Extract provided
[START]

Olympic paddler makes history in Tokyo

Haley Daniels paddles her kayak during her Olympic run. Photo: Bence Vekassy Canoe Kayak Canada

On the one hand, Haley Daniels says she is disappointed, not to mention exhausted due to hard work and jetlag. An elite paddler, she trained for years to compete in the Olympics and two small mistakes cost her the chance to advance to the medal round in her event in Tokyo, sending her back home to Calgary.

On the other hand, Daniels did much more than medal — she made Olympic history.

The Royal Roads University student was among the first women ever to compete in Olympic canoe slalom after she’d lobbied for years for women’s canoe events included, equal to their male counterparts’, at the Summer Games.

“For me, it was so much sweeter getting to Tokyo because I knew how hard I fought to get there and I knew how special it was to be a part of history,” she says.

“The minute I crossed the start line, no matter how my run went, I was just so proud to be there and so excited that we were able to break barriers for gender equality. I think about my career as a women’s canoeist and there’s been a lot of adversity, and a lot of times when I’ve had to just fight for my right on the water, to continue, and for funding.”

[END]

Given data
[START]

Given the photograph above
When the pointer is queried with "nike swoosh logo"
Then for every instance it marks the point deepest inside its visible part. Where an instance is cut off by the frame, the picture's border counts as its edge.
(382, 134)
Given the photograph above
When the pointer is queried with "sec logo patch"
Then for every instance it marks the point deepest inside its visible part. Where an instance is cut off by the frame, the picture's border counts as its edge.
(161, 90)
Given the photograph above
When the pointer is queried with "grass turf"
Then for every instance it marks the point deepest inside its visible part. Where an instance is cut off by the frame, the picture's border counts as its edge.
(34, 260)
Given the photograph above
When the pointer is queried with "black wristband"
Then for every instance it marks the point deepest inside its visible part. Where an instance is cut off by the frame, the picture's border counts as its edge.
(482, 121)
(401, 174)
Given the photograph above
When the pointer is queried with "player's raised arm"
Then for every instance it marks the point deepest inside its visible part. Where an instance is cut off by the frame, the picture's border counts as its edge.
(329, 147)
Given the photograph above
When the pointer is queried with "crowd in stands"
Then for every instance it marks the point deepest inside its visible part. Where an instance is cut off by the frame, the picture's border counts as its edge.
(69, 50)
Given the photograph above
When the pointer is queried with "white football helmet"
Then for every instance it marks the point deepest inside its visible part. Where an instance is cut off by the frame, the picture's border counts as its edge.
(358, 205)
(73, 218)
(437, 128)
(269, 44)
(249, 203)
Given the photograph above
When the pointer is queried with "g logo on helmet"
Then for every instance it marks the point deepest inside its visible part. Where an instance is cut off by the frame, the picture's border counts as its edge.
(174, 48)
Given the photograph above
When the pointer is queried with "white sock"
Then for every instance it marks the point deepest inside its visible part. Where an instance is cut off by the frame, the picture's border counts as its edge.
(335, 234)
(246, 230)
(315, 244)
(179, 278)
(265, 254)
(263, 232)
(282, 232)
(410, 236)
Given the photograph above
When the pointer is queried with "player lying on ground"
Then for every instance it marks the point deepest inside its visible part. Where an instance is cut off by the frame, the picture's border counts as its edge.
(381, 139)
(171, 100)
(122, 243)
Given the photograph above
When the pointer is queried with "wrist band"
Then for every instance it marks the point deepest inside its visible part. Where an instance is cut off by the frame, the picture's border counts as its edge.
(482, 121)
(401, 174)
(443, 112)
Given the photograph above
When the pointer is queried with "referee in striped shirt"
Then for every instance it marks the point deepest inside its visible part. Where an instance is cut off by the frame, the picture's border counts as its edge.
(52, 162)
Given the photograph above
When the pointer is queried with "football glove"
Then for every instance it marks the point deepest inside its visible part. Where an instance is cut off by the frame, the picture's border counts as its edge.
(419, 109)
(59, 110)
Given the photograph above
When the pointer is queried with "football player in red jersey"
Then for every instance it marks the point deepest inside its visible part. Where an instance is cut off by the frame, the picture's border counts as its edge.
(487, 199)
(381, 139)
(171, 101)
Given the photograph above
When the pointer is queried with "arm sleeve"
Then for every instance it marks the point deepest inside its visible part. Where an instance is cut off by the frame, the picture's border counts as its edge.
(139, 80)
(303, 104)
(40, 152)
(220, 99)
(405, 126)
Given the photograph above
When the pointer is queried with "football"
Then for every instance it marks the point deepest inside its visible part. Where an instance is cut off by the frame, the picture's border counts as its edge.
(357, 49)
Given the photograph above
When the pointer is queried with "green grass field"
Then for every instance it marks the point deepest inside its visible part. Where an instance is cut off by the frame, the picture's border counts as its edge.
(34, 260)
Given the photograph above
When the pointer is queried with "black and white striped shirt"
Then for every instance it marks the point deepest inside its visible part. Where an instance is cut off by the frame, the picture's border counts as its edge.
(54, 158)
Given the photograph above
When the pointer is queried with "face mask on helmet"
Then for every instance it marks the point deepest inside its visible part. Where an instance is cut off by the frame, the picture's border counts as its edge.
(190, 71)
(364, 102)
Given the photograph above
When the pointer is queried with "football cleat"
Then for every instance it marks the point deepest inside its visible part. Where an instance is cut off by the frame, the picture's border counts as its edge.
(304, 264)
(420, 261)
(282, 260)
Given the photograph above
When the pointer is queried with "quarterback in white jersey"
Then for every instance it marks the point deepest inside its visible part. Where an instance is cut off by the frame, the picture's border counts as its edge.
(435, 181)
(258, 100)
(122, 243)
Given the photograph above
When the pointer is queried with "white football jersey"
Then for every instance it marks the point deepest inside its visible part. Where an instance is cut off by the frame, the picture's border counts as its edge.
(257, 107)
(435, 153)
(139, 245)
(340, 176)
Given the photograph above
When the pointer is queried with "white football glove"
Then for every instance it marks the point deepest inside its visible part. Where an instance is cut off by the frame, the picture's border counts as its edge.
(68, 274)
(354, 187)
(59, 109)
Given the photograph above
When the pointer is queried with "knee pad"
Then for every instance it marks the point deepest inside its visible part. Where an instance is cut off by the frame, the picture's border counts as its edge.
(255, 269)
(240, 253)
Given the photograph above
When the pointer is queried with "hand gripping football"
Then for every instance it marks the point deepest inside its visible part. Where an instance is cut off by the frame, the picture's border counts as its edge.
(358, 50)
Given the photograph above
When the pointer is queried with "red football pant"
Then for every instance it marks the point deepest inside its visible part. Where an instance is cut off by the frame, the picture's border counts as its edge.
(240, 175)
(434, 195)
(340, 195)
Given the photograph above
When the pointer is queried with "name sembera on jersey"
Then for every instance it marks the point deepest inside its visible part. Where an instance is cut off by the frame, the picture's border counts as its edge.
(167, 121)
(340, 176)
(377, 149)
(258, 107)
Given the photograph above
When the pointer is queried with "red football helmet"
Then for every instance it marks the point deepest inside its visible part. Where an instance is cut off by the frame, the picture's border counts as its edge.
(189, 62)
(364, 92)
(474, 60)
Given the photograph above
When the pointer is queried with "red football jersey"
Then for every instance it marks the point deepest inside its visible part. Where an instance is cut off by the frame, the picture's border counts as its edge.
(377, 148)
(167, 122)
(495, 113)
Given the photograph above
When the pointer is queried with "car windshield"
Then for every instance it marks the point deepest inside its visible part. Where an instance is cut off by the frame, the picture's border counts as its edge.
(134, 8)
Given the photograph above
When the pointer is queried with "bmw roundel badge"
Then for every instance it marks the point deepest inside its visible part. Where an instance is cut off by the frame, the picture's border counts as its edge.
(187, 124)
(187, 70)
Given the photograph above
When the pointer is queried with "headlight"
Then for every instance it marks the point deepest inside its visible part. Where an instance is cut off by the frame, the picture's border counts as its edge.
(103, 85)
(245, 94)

[END]

Short task
Extract the passage of the article about the Olympic paddler between "Olympic paddler makes" and "home to Calgary.", inclusive. The lines have nothing to do with the article about the Olympic paddler.

Response below
Olympic paddler makes history in Tokyo

Haley Daniels paddles her kayak during her Olympic run. Photo: Bence Vekassy Canoe Kayak Canada

On the one hand, Haley Daniels says she is disappointed, not to mention exhausted due to hard work and jetlag. An elite paddler, she trained for years to compete in the Olympics and two small mistakes cost her the chance to advance to the medal round in her event in Tokyo, sending her back home to Calgary.